▸ **Your task**:
Reproduce exactly the lines from the one containing "Can you see the white glove?" through the last line of the data, both ends included.

▸ **Material to process**:
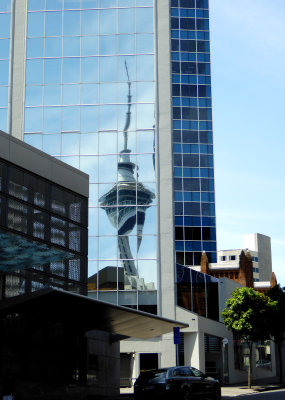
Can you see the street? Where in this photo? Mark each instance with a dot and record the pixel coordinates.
(274, 395)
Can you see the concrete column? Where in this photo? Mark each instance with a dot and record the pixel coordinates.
(164, 158)
(18, 69)
(194, 350)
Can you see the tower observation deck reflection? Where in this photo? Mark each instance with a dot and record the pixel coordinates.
(126, 204)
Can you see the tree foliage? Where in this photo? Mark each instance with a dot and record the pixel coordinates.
(247, 315)
(277, 322)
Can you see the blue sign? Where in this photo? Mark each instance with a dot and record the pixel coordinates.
(176, 335)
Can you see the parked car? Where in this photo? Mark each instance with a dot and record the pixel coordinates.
(183, 383)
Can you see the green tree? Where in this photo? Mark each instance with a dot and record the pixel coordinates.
(247, 314)
(277, 322)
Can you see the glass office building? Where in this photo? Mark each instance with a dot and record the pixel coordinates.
(121, 89)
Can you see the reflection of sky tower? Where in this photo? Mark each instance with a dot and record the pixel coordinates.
(126, 194)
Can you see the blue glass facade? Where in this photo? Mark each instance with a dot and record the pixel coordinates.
(91, 93)
(195, 226)
(89, 101)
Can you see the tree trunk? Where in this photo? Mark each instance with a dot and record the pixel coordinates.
(280, 361)
(249, 365)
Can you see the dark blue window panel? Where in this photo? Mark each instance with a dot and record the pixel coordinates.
(207, 197)
(203, 47)
(189, 90)
(187, 3)
(175, 34)
(190, 148)
(204, 69)
(187, 173)
(208, 209)
(209, 233)
(188, 45)
(176, 112)
(188, 23)
(191, 184)
(193, 246)
(176, 68)
(184, 12)
(189, 102)
(187, 35)
(178, 196)
(178, 208)
(175, 78)
(207, 185)
(190, 79)
(191, 172)
(177, 148)
(176, 124)
(176, 101)
(179, 221)
(202, 24)
(192, 208)
(177, 182)
(205, 113)
(189, 67)
(212, 257)
(190, 113)
(203, 36)
(190, 160)
(202, 4)
(175, 12)
(204, 91)
(209, 246)
(208, 221)
(175, 90)
(178, 159)
(203, 57)
(202, 13)
(204, 102)
(177, 172)
(175, 45)
(179, 245)
(192, 233)
(205, 125)
(204, 80)
(206, 161)
(192, 221)
(192, 196)
(174, 23)
(206, 172)
(190, 137)
(176, 136)
(190, 125)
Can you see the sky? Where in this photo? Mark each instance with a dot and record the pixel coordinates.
(248, 84)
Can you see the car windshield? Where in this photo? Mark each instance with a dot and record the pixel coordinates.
(182, 371)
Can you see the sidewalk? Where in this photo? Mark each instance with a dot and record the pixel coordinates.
(230, 391)
(257, 387)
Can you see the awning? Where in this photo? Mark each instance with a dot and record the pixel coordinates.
(85, 314)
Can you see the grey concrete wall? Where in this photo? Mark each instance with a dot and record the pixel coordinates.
(261, 244)
(38, 162)
(107, 376)
(18, 69)
(165, 176)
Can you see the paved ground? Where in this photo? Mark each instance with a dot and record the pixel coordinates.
(228, 392)
(234, 391)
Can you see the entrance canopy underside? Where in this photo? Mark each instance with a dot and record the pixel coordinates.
(85, 314)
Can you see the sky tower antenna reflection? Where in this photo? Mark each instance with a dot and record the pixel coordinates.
(126, 204)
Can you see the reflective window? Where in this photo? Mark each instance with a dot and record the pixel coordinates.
(90, 102)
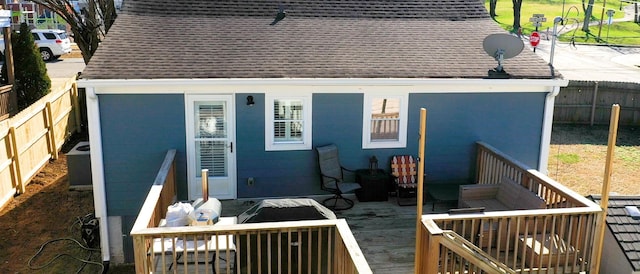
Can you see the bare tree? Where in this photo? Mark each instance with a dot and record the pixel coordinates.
(89, 25)
(588, 10)
(517, 6)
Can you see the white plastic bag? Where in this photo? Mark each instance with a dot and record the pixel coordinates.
(179, 214)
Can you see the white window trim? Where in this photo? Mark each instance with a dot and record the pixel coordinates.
(366, 121)
(270, 144)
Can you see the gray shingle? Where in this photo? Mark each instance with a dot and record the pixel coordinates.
(317, 39)
(625, 229)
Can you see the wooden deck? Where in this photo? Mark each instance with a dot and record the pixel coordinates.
(385, 231)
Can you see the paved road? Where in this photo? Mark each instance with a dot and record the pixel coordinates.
(65, 67)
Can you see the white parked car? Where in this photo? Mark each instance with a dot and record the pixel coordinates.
(51, 42)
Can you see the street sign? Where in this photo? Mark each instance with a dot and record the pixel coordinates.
(5, 18)
(534, 39)
(610, 15)
(537, 20)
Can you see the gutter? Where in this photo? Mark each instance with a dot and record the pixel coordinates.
(97, 170)
(547, 126)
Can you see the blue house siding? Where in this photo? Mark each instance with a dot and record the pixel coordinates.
(511, 122)
(137, 131)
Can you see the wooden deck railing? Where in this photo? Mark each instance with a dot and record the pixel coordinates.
(558, 239)
(323, 246)
(493, 164)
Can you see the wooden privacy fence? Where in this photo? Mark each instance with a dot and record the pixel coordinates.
(33, 136)
(589, 102)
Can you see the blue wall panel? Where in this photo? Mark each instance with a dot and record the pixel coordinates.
(511, 122)
(137, 131)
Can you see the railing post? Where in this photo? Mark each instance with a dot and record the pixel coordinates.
(140, 254)
(432, 261)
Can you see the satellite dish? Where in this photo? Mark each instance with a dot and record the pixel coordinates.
(502, 46)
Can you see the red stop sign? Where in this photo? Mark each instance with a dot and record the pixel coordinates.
(534, 39)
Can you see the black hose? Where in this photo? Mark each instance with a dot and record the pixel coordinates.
(85, 262)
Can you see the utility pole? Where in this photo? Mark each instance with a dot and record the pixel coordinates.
(604, 5)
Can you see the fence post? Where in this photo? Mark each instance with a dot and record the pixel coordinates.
(76, 106)
(20, 186)
(52, 136)
(593, 102)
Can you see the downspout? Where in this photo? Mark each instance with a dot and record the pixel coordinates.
(547, 126)
(97, 170)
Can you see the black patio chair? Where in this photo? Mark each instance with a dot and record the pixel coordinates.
(333, 178)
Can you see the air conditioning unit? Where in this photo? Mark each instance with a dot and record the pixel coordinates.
(79, 166)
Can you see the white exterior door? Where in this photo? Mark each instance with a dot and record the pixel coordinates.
(210, 145)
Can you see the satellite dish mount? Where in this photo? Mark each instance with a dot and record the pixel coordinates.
(501, 46)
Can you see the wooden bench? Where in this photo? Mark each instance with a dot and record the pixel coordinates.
(506, 195)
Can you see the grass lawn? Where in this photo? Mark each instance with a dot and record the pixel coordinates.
(626, 33)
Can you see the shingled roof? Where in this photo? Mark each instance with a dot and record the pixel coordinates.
(318, 39)
(624, 228)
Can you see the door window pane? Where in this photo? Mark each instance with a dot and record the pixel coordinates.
(288, 120)
(210, 137)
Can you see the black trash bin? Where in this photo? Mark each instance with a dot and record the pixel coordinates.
(292, 250)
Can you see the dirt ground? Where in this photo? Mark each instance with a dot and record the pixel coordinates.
(49, 210)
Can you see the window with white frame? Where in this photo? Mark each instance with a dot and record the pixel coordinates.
(288, 122)
(384, 121)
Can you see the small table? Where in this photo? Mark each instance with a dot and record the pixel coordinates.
(442, 193)
(374, 185)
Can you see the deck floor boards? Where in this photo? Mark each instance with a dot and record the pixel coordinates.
(384, 230)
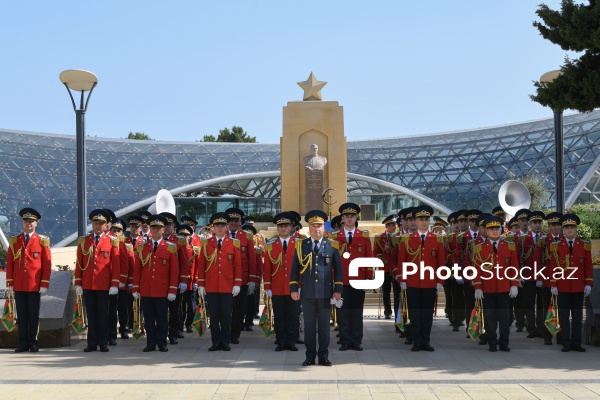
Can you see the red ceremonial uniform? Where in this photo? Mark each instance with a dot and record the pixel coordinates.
(220, 270)
(98, 266)
(248, 256)
(432, 254)
(489, 278)
(277, 266)
(28, 267)
(156, 273)
(360, 247)
(577, 269)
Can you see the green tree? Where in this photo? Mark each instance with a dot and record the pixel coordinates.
(138, 136)
(576, 27)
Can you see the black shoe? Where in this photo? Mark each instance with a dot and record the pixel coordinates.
(427, 347)
(325, 362)
(308, 361)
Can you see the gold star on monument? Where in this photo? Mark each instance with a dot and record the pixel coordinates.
(312, 88)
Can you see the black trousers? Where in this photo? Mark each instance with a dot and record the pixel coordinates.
(350, 316)
(174, 320)
(285, 311)
(420, 309)
(28, 312)
(186, 315)
(96, 308)
(117, 311)
(156, 321)
(570, 305)
(239, 312)
(220, 307)
(317, 313)
(495, 312)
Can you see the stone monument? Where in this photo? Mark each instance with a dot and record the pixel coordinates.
(317, 126)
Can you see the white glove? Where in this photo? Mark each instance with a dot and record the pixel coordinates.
(251, 288)
(182, 287)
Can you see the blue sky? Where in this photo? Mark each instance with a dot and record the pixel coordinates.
(181, 69)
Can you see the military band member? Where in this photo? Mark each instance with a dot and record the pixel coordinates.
(493, 283)
(384, 249)
(572, 280)
(532, 262)
(358, 245)
(421, 291)
(554, 235)
(117, 306)
(219, 279)
(96, 277)
(249, 275)
(155, 281)
(317, 271)
(28, 268)
(278, 259)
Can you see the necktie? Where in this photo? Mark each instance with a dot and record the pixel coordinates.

▸ **Task answer**:
Can you see the white glove? Where in this photo? Mark each instance with a dot and record the pixel coordinates.
(251, 288)
(182, 287)
Can you see the blue sky? Where in this photo? Mark each instance with a dot and record the pixel coordinates.
(181, 69)
Can you see the military band member? Where in this photo? Mark each instance with a dot and record the pixel coordinates.
(493, 283)
(384, 249)
(572, 280)
(532, 262)
(358, 245)
(421, 291)
(554, 235)
(117, 306)
(219, 279)
(96, 277)
(249, 275)
(155, 281)
(317, 271)
(28, 268)
(278, 259)
Can you see the necktie? Where in this photo? Mark each instance with a dot and record the pixel coordinates.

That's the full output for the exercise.